# [Exercise set]
**A.** In the passage on Dilawar, copy the wording word for word, beginning at the words "He arrived at" and ending after "killing of Dilawar.".
**B.** According to the passage on Dilawar, on what date did he arrive at the prison?
**C.** List every crop that the passage on Dilawar says his family grew on their land in Yakubi.

Afghan torture victim

Dilawar (دلاور; born c. 1979 – 10 December 2002), also known as Dilawar of Yakubi, was an Afghan farmer and taxi driver who was tortured to death by US Army soldiers at the Parwan Detention Facility, which was at the time a US military detention center referred to as the “Parwan Collection Point,” in Afghanistan.

He arrived at the prison on 5 December 2002, and was declared dead five days later. His death was declared a homicide and was the subject of a major investigation by the US Army of abuses at the prison. It was prosecuted in the Bagram torture and prisoner abuse trials and no one was found guilty. The Academy award-winning documentary Taxi to the Dark Side (2007) focuses on the killing of Dilawar.

== Background ==
Dilawar was born to a Pashtun family native to Yakubi in the Khost Province of Afghanistan. Dilawar and his nine siblings were born in nearby Pakistan, where his parents had fled due to the Soviet–Afghan War. They earned a living through manual labor, with Dilawar's eldest brother Shapoor sending back money he earned as a migrant worker in Dubai's taxi and hotel industry. The family returned to Khost in 1996 following the establishment of the first Islamic Emirate of Afghanistan, purchasing a plot of land in Yakubi to grow corn, grain and peanuts. At age 17, Dilawar married in Khost and had a daughter. He subsequently worked as a goat shepherd for the livestock trading business of his brother Shapoor during the day and during the evenings, he collected rock from the nearby mountains to sell as building material.

# [Dataset entries]

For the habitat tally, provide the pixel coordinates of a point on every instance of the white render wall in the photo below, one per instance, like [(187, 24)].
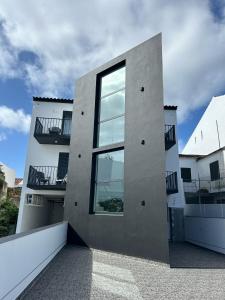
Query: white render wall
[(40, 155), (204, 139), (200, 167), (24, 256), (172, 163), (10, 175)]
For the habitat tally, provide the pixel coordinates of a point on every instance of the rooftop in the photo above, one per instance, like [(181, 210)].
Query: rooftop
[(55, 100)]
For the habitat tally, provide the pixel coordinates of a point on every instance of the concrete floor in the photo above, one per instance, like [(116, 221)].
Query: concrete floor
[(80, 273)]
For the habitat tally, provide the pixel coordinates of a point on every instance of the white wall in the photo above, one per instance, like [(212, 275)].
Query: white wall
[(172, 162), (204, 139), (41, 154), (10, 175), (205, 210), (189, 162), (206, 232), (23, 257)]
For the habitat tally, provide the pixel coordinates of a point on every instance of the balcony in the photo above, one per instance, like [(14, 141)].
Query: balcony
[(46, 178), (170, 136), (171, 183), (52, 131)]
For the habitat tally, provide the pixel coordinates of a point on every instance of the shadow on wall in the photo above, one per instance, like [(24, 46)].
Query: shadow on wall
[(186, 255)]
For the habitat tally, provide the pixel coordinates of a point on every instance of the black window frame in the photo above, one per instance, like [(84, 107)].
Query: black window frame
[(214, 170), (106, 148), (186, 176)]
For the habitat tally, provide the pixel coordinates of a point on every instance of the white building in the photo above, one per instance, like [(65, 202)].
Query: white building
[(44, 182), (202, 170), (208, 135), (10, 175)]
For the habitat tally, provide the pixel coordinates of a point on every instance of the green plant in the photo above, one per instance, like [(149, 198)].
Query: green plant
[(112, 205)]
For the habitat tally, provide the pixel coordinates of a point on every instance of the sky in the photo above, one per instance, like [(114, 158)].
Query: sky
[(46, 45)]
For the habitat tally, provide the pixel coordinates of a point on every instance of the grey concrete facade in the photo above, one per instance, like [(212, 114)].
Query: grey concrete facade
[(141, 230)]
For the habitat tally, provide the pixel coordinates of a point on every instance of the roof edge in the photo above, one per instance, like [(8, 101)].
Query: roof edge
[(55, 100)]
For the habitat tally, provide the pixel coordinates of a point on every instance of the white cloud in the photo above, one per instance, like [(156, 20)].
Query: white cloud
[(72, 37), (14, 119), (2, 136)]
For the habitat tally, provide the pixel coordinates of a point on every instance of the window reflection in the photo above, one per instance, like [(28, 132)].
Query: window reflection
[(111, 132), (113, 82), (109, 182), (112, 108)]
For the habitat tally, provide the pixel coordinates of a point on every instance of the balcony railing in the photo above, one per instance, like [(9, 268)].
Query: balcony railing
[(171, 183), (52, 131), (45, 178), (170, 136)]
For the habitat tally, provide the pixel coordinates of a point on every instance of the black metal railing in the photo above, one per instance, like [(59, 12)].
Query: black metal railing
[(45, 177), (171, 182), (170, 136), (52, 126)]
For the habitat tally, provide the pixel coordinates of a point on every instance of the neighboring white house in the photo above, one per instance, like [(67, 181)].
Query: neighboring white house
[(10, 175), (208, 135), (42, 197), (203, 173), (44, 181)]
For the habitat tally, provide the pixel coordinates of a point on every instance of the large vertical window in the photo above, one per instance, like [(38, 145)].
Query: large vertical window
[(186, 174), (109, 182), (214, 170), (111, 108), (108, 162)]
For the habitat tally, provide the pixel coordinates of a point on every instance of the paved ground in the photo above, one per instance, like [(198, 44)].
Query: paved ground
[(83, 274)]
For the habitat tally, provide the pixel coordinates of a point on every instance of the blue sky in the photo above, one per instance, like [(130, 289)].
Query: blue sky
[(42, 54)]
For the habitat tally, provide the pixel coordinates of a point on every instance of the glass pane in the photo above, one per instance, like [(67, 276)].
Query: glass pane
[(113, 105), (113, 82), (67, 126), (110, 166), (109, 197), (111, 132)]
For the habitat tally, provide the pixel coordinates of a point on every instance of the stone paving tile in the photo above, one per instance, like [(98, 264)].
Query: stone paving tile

# [Answers provided]
**A.**
He arrived at the prison on 5 December 2002, and was declared dead five days later. His death was declared a homicide and was the subject of a major investigation by the US Army of abuses at the prison. It was prosecuted in the Bagram torture and prisoner abuse trials and no one was found guilty. The Academy award-winning documentary Taxi to the Dark Side (2007) focuses on the killing of Dilawar.

**B.** 5 December 2002

**C.** Corn, grain, peanuts